Exercise instructions. Print exactly the lines from the one containing "neck and record the coordinates." through the last line of the listing, both included.

::: Given records :::

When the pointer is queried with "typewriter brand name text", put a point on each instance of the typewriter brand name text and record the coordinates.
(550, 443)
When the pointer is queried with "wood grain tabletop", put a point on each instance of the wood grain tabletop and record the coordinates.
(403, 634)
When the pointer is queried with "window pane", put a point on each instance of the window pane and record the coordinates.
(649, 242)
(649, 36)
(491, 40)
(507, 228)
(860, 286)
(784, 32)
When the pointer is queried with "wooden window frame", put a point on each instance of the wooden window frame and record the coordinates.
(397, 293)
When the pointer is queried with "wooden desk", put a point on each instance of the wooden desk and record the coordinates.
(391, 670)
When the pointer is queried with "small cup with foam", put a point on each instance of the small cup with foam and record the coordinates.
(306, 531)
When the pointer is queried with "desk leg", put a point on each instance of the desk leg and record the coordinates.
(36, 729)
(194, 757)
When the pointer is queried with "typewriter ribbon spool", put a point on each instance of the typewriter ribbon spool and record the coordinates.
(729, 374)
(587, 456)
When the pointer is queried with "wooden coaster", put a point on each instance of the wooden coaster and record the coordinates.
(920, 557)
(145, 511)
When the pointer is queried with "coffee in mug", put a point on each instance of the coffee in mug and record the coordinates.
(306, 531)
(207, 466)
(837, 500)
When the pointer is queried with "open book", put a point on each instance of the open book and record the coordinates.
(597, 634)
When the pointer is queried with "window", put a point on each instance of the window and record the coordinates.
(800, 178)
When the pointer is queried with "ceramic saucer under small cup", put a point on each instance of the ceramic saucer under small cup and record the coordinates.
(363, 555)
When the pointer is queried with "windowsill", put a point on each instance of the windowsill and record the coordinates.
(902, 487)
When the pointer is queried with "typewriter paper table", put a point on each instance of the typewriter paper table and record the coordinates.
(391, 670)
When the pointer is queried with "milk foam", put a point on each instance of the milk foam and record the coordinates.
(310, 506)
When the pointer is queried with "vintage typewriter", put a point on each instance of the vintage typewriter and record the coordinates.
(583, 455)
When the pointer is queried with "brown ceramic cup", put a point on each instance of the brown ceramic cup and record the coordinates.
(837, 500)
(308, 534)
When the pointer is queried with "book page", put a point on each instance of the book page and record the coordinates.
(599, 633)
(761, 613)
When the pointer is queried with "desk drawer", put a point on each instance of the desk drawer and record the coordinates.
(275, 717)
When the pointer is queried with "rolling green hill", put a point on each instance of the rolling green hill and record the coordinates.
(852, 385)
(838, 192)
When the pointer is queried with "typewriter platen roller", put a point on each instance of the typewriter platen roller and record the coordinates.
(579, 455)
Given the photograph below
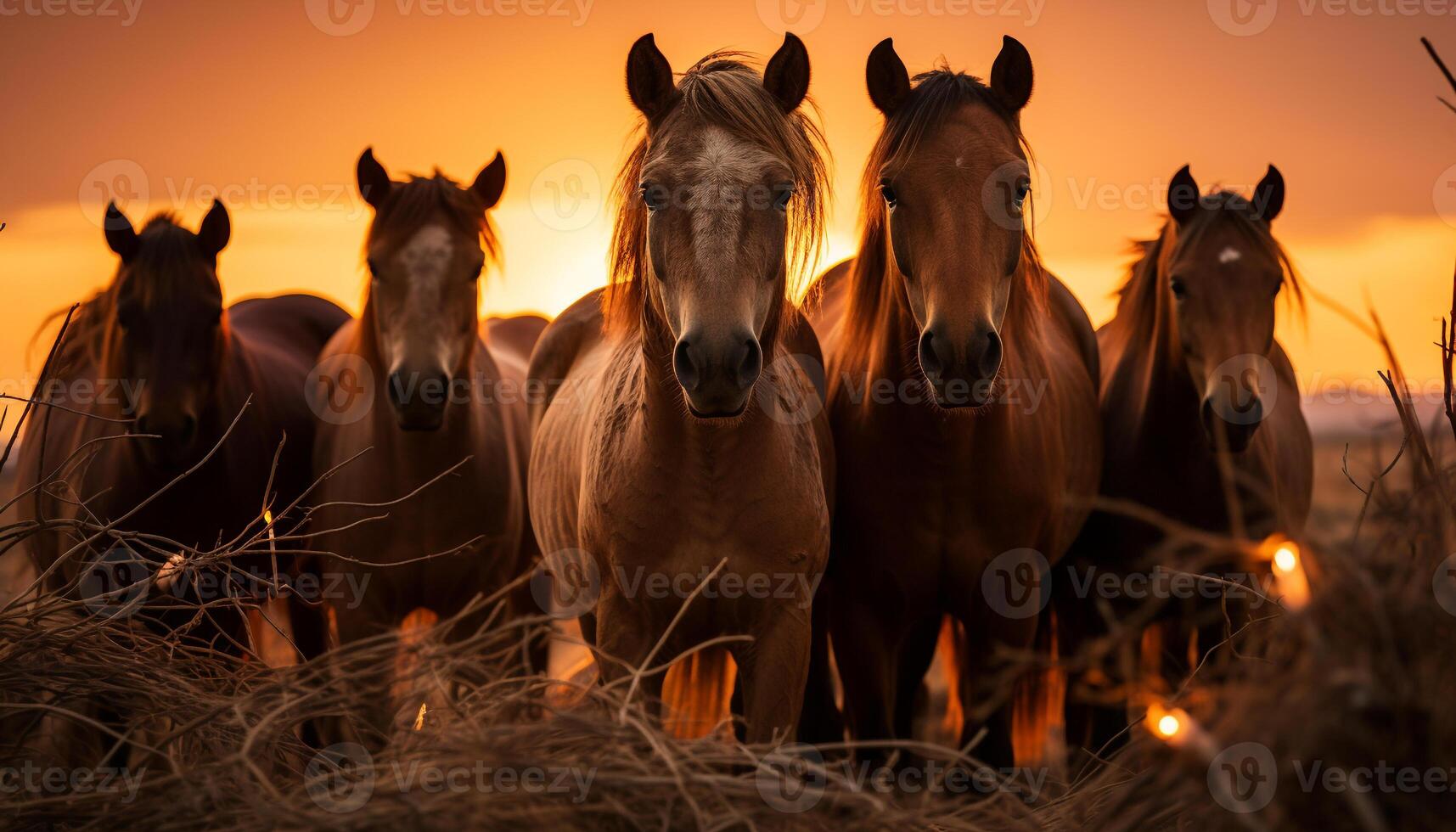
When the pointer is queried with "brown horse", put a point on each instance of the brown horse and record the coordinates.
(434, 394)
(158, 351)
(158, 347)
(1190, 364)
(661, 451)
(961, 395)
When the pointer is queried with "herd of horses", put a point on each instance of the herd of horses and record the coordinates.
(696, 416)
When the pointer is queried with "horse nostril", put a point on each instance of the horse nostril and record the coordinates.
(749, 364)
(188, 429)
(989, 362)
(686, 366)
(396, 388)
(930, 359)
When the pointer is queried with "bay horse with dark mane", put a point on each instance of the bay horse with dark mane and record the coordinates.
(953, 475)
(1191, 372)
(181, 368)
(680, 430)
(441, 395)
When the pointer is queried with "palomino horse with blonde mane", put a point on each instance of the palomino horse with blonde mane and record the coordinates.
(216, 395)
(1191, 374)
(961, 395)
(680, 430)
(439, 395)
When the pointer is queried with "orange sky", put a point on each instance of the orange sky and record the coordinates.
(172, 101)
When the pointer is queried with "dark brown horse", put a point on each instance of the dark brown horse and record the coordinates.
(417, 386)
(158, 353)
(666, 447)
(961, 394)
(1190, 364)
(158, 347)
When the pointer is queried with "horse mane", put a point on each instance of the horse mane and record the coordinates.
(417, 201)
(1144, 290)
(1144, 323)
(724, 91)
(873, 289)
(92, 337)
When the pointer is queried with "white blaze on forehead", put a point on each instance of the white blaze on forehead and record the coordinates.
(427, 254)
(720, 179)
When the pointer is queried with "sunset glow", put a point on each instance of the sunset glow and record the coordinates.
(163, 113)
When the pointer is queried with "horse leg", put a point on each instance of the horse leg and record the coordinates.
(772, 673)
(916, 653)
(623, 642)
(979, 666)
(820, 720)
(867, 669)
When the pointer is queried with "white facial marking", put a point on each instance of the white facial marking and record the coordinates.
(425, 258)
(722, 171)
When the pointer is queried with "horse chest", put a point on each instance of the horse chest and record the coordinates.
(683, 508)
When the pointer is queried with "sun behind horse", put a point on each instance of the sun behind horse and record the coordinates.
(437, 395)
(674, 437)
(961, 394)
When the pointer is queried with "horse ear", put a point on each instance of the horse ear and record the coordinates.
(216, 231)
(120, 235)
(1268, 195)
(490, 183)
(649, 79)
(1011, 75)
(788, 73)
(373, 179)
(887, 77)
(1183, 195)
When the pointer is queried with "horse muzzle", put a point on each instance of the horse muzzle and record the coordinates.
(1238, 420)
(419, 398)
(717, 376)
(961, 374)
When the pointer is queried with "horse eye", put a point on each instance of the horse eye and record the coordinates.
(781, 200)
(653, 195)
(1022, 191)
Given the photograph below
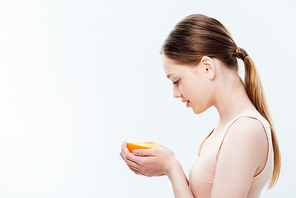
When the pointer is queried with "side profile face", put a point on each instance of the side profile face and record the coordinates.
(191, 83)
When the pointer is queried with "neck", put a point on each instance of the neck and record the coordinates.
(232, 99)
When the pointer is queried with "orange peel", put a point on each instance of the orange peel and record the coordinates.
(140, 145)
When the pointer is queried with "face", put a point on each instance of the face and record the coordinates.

:::

Full output.
When the pointer is queried with "neck", put a point on each instance of the neck and record the coordinates.
(232, 99)
When the pointer is queried with "orange peel", put a point on each instance of the orange peel and record the coordinates.
(140, 145)
When the pointer is queried with "face", put a point on each instance of the face and record the coordinates.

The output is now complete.